◆ Given text:
Gah, sorry for omitting the version details earlier. Anyway, this is on Ubuntu Trusty and the rosmaster package is "1.11.10-0trusty-20141229-2145-+0000". As far as I can tell, that's the latest. If not, I'll have a chat with our IT...

My exact change was this oneliner:

--- util.py.orig    2015-05-08 11:12:22.926255672 +0300
+++ util.py 2015-05-08 14:50:23.494047619 +0300
@@ -58,6 +58,7 @@
         return None
     if not uri in _proxies:
         _proxies[uri] = ServerProxy(uri)
+    print "proxies", len(_proxies), "uri", uri
     return _proxies[uri]

(Also at https://github.com/lrasinen/ros_comm/tree/proxy-debug for merging convenience; but that code just has the patch applied to it and not tested as such)

You're right, the shell examples don't have the CLOSE_WAIT problem, but with the above change you can see the slow growth in the amount of proxies. That's what led me to reconsider the difference between roscpp and rospy.

I had a look at the talker / listener launch and that looks very similar to the conditions we're experiencing (where the role of the Ctrl-C is taken by a camera node crashing). I'm willing to say it's a good reproduction of the problem.

@dirk-thomas
Copy link
Member

I don't think that the increasing number of cached proxies is the primary problem. The number also increases when running the rospy_tutorials talker_listener launch file but that does not leave any sockets in CLOSE_WAIT state.

@dirk-thomas
Copy link
Member

While looking into the problem a bit more I found the following weird behavior:

  • when running the C++ talker_listener repeatedly against a roscore from Debian packages it shows the increasing number of sockets in CLOSE_WAIT as mentioned before
  • when running it against a roscore from a devel space (where all ROS core packages are in the workspace) the socket count stays at zero
  • when running it against a roscore from an install space it behaves the same as from Debian packages

In all cases the launch file was started from the same environment (devel space) and the sources in the workspace had the same version as the Debian packages.

◆ Data excerpts:
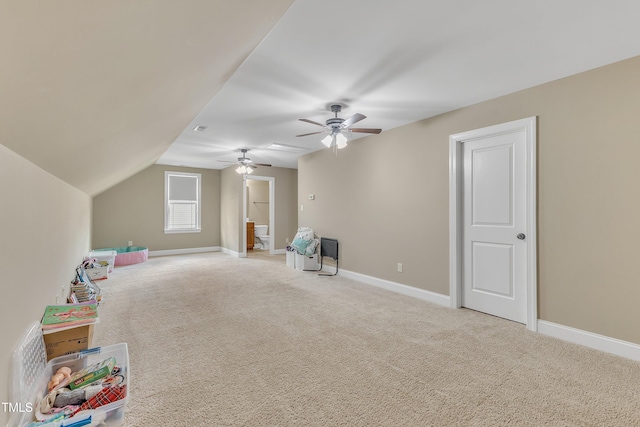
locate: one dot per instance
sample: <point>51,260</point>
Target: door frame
<point>272,211</point>
<point>456,183</point>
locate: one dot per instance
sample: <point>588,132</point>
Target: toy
<point>61,374</point>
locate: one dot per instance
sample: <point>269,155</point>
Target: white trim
<point>182,230</point>
<point>455,212</point>
<point>184,251</point>
<point>233,253</point>
<point>198,177</point>
<point>589,339</point>
<point>272,211</point>
<point>393,286</point>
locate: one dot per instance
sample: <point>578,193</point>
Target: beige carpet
<point>220,341</point>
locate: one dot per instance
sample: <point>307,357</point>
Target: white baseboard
<point>393,286</point>
<point>589,339</point>
<point>230,252</point>
<point>184,251</point>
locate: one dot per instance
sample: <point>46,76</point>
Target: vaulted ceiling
<point>95,91</point>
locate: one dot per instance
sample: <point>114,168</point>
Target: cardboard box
<point>109,256</point>
<point>97,273</point>
<point>68,341</point>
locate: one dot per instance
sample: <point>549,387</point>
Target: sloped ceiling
<point>95,91</point>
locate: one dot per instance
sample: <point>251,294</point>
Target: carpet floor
<point>216,340</point>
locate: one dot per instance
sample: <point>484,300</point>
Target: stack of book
<point>67,316</point>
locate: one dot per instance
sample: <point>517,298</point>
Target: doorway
<point>493,264</point>
<point>264,206</point>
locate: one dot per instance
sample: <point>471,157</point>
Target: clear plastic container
<point>31,377</point>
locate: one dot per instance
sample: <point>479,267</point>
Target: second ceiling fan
<point>335,127</point>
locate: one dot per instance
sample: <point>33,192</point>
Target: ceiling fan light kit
<point>336,127</point>
<point>245,164</point>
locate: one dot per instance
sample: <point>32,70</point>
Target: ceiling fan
<point>335,127</point>
<point>245,164</point>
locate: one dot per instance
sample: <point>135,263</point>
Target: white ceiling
<point>397,62</point>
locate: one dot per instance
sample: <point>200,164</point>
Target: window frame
<point>167,202</point>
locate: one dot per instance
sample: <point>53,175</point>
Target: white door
<point>494,227</point>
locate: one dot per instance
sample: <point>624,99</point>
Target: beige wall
<point>45,229</point>
<point>134,210</point>
<point>258,201</point>
<point>386,197</point>
<point>286,215</point>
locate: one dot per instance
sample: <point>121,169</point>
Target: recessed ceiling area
<point>397,63</point>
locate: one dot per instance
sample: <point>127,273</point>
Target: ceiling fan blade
<point>365,130</point>
<point>307,134</point>
<point>312,122</point>
<point>353,119</point>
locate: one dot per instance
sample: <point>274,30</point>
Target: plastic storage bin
<point>291,259</point>
<point>305,263</point>
<point>32,374</point>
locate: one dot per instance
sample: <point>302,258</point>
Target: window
<point>182,202</point>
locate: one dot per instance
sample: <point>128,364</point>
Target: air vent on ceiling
<point>289,148</point>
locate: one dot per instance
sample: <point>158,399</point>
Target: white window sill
<point>186,230</point>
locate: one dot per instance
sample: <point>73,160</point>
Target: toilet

◆ Activity A: From the rosmaster thread, please list every kind of roscore that the C++ talker_listener was run against.
◆ Activity B:
Answer these questions from the rosmaster thread, marking each answer the same way:
(i) On which Ubuntu release is the rosmaster package installed?
(ii) Which file does the one-line change modify?
(iii) In the conditions being experienced, what takes the role of the Ctrl-C?

◆ Exercise answer A:
- Debian packages
- a devel space
- an install space

◆ Exercise answer B:
(i) Ubuntu Trusty
(ii) util.py
(iii) A camera node crashing